> **EXTRACTED MATERIAL**
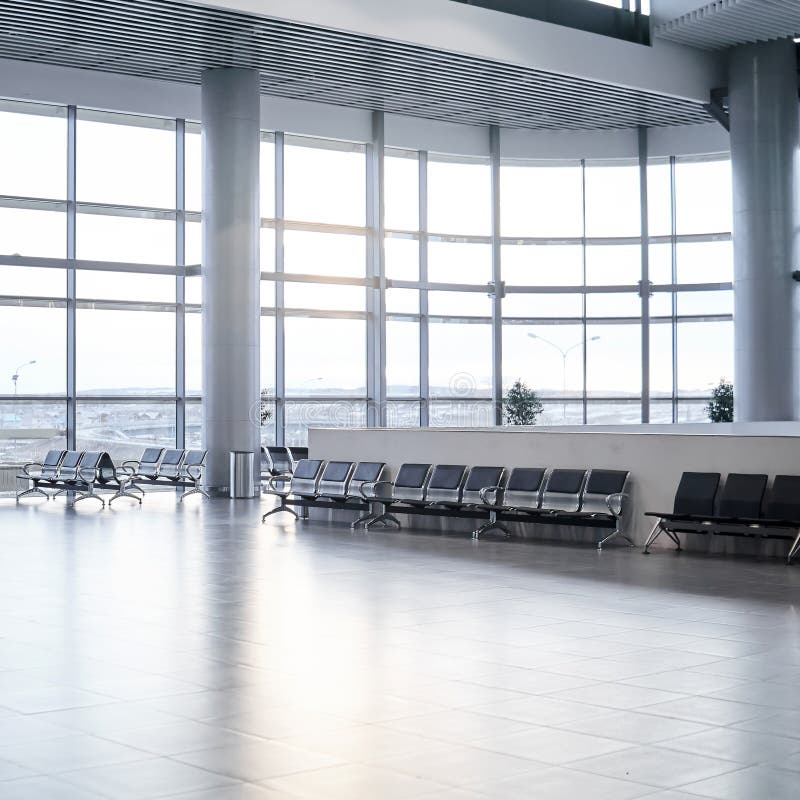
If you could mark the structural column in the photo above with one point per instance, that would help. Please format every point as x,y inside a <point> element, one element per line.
<point>231,304</point>
<point>765,136</point>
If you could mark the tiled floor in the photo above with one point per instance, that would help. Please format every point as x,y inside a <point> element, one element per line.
<point>189,652</point>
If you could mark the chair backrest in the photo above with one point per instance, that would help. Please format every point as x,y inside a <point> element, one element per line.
<point>68,471</point>
<point>170,466</point>
<point>193,458</point>
<point>481,478</point>
<point>446,483</point>
<point>297,454</point>
<point>335,478</point>
<point>306,477</point>
<point>148,463</point>
<point>742,495</point>
<point>696,494</point>
<point>280,459</point>
<point>563,490</point>
<point>51,463</point>
<point>411,481</point>
<point>524,487</point>
<point>365,472</point>
<point>600,484</point>
<point>783,499</point>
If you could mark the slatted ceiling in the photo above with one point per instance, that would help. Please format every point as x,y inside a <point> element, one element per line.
<point>725,23</point>
<point>176,41</point>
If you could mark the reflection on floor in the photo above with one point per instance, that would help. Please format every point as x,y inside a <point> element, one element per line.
<point>189,652</point>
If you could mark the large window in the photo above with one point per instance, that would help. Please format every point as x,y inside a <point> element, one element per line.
<point>567,318</point>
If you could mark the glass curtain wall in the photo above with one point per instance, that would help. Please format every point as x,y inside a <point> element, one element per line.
<point>100,291</point>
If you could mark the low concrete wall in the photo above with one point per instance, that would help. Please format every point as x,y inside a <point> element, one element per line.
<point>655,460</point>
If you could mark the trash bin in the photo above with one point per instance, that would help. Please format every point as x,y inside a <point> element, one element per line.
<point>242,482</point>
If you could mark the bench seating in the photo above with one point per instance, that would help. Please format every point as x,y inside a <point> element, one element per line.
<point>81,473</point>
<point>746,508</point>
<point>580,498</point>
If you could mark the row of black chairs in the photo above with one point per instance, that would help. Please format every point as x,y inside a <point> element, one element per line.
<point>570,497</point>
<point>83,473</point>
<point>748,506</point>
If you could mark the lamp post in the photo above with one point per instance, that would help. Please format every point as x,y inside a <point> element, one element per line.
<point>15,376</point>
<point>564,353</point>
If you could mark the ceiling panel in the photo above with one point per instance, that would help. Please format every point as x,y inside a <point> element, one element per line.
<point>176,41</point>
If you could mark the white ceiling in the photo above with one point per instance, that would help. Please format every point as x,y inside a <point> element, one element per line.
<point>726,23</point>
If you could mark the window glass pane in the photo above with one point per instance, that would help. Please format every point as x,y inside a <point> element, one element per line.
<point>613,265</point>
<point>325,254</point>
<point>325,185</point>
<point>125,286</point>
<point>459,198</point>
<point>401,193</point>
<point>126,164</point>
<point>617,304</point>
<point>459,262</point>
<point>542,265</point>
<point>27,232</point>
<point>31,428</point>
<point>614,360</point>
<point>402,301</point>
<point>33,281</point>
<point>626,412</point>
<point>541,201</point>
<point>124,429</point>
<point>33,153</point>
<point>402,259</point>
<point>612,200</point>
<point>549,358</point>
<point>32,334</point>
<point>341,414</point>
<point>267,179</point>
<point>465,304</point>
<point>705,356</point>
<point>661,360</point>
<point>193,180</point>
<point>697,303</point>
<point>460,414</point>
<point>460,359</point>
<point>325,356</point>
<point>703,199</point>
<point>103,368</point>
<point>402,415</point>
<point>324,296</point>
<point>126,239</point>
<point>542,306</point>
<point>402,358</point>
<point>194,353</point>
<point>705,262</point>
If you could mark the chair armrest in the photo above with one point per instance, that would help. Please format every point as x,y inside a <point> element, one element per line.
<point>374,485</point>
<point>485,491</point>
<point>616,503</point>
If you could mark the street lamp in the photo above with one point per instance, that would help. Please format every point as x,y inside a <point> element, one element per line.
<point>564,353</point>
<point>15,376</point>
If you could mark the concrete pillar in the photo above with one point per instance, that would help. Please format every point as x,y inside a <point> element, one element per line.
<point>231,305</point>
<point>765,136</point>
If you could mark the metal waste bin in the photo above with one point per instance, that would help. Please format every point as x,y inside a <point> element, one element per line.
<point>242,479</point>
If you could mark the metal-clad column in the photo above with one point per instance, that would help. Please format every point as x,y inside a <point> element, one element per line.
<point>424,331</point>
<point>765,149</point>
<point>497,280</point>
<point>231,275</point>
<point>376,274</point>
<point>645,276</point>
<point>280,317</point>
<point>180,284</point>
<point>72,126</point>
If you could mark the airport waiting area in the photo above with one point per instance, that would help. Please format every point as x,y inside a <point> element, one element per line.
<point>399,401</point>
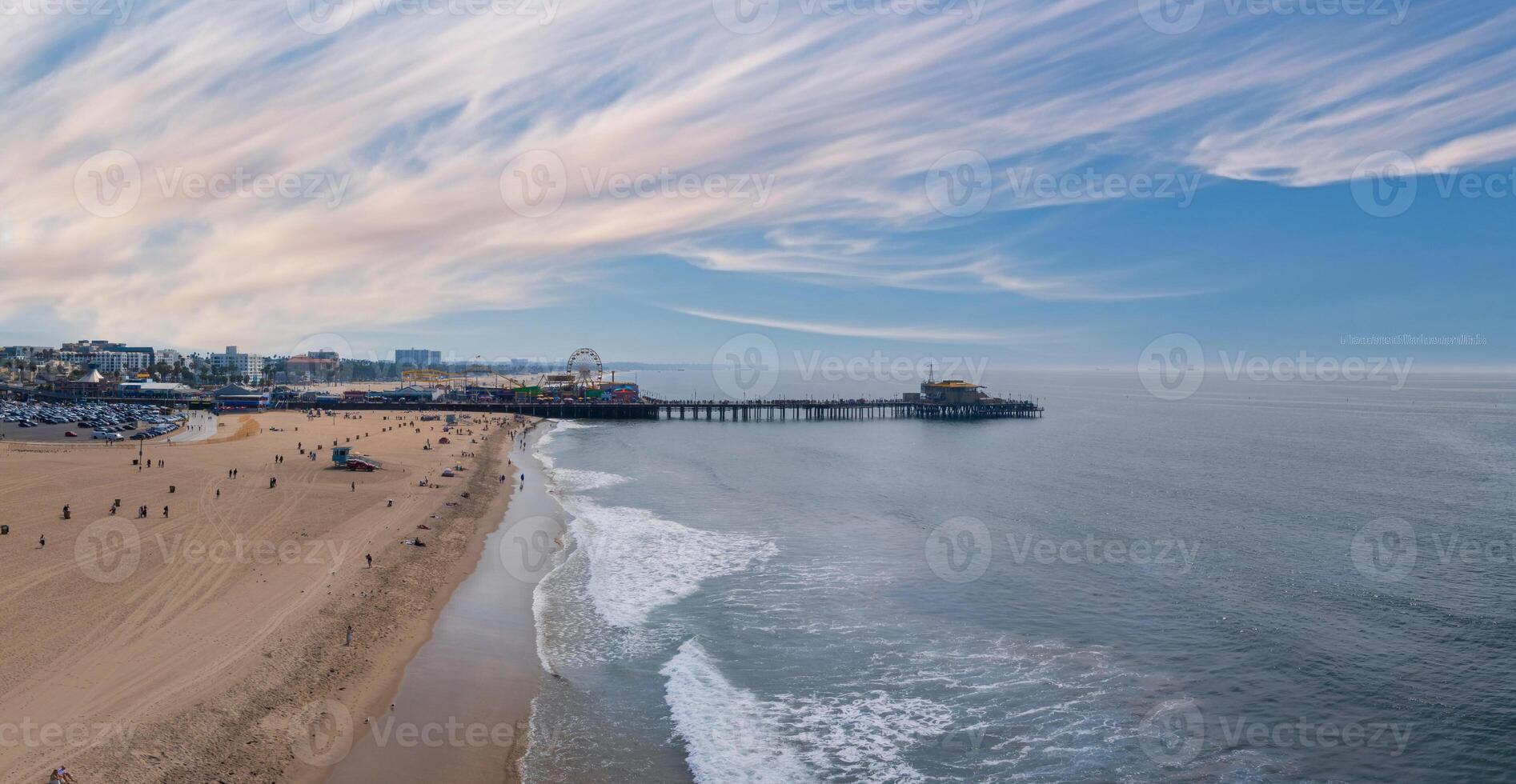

> **ASSIGNMENT**
Reproduce every record above exactly, omitting the pictures.

> **TASK RESULT**
If you could mark the structural column in the photo above with one point per instance, that would help. Please format every point as x,y inside a <point> element, one element per line.
<point>231,304</point>
<point>765,136</point>
If you could mark the tiled floor in the photo above with one point per instance, that would help. Please format every point as x,y inside a <point> element, one element per line.
<point>189,652</point>
If you could mark the chair backrest in the photo above with one point per instance, that would help. Please format every point as x,y inside a <point> element, one element per line.
<point>68,471</point>
<point>170,466</point>
<point>193,458</point>
<point>481,478</point>
<point>446,483</point>
<point>297,454</point>
<point>335,478</point>
<point>306,477</point>
<point>148,463</point>
<point>742,495</point>
<point>696,494</point>
<point>280,459</point>
<point>563,490</point>
<point>51,463</point>
<point>411,481</point>
<point>524,487</point>
<point>365,472</point>
<point>600,484</point>
<point>783,499</point>
If you could mark the slatted ceiling in the photo above with one point per instance, that would help. Please format every point as x,y inside a <point> element, one element per line.
<point>725,23</point>
<point>176,41</point>
If you could mark the reflection on floor in the photo above with one point per instance, that would help. Please format every point as x,y inside a <point> element, one element per line.
<point>189,652</point>
If you could mark the large window in the photo above with one point per instance, that would help. Please format every point as x,y inside a <point> element, one element per line.
<point>567,318</point>
If you could mark the glass curtain wall in the photo above with one point per instance, that would help. Please format every point as x,y inside a <point> element, one element per line.
<point>100,291</point>
If you could mark the low concrete wall in the photo above with one point per instance, that would help. Please format every point as x,y inside a <point> element, one element per line.
<point>655,460</point>
If you could mark the trash bin in the photo above with one point per instance, that would help. Please format every point as x,y inside a <point> element, one element per line.
<point>242,482</point>
If you could mark the bench seating in the photo above with one point per instance, that would help. Please format every point as x,y inside a <point> element, one element per line.
<point>81,473</point>
<point>746,508</point>
<point>580,498</point>
If you could mark the row of black chairs in the photo above with one point per instance, that would help. Please format every point as x,y inside a <point> element, one element per line.
<point>570,497</point>
<point>83,473</point>
<point>748,506</point>
If you could mark the lamp post in the photo above with one point per instance, that would help. Please format every point as x,y inside a <point> element, one element per line.
<point>15,376</point>
<point>564,353</point>
If you could mark the ceiling panel in the photo above with one point per instance, that would help. Please format every point as x,y inside a <point> element, one element per line.
<point>176,41</point>
If you could mark the white ceiling in the photo above with one point per instance, that would help. Please format every point as x,y inside a <point> element, one element per line.
<point>726,23</point>
If you could mark the window glass pane in the photo above with one point per instance, that would help. Please format every point as x,y inside a <point> element, one element per line.
<point>613,265</point>
<point>325,254</point>
<point>325,185</point>
<point>125,286</point>
<point>459,198</point>
<point>401,193</point>
<point>126,164</point>
<point>617,304</point>
<point>459,262</point>
<point>542,265</point>
<point>27,232</point>
<point>31,428</point>
<point>614,360</point>
<point>402,301</point>
<point>33,281</point>
<point>626,412</point>
<point>541,201</point>
<point>124,429</point>
<point>33,153</point>
<point>402,259</point>
<point>612,200</point>
<point>549,358</point>
<point>32,334</point>
<point>341,414</point>
<point>267,179</point>
<point>465,304</point>
<point>705,356</point>
<point>661,360</point>
<point>193,180</point>
<point>697,303</point>
<point>460,414</point>
<point>460,359</point>
<point>325,356</point>
<point>703,199</point>
<point>103,368</point>
<point>402,415</point>
<point>324,296</point>
<point>126,239</point>
<point>542,306</point>
<point>402,358</point>
<point>194,353</point>
<point>705,262</point>
If you could mark the chair armrest in the photo above with one point per instance, that would help. Please format every point as x,y inside a <point> element, one element per line.
<point>374,485</point>
<point>485,491</point>
<point>616,503</point>
If you could mark the street lamp in the photo above with one point per instance, that would help. Please format every point as x,y inside a <point> element, one element per line.
<point>564,353</point>
<point>15,376</point>
If you could mark the concrete pillar in the photo above with one point per instance, that would help. Please format every point as x,y inside a <point> element, one element per line.
<point>231,305</point>
<point>765,136</point>
If you could mark the metal waste bin in the photo above with one point per instance, that would help. Please format every point as x,y inside a <point> element, one element per line.
<point>242,479</point>
If you could mark the metal-clad column in the photo above with one point per instance, that would help. Please format every point as x,y inside a <point> element, one element per line.
<point>424,331</point>
<point>765,149</point>
<point>497,280</point>
<point>231,275</point>
<point>376,274</point>
<point>645,276</point>
<point>280,317</point>
<point>180,284</point>
<point>72,126</point>
If you could mark the airport waiting area in the photo above with one point per instance, that would help. Please format every point as x,y inside a <point> element, one element per line.
<point>399,401</point>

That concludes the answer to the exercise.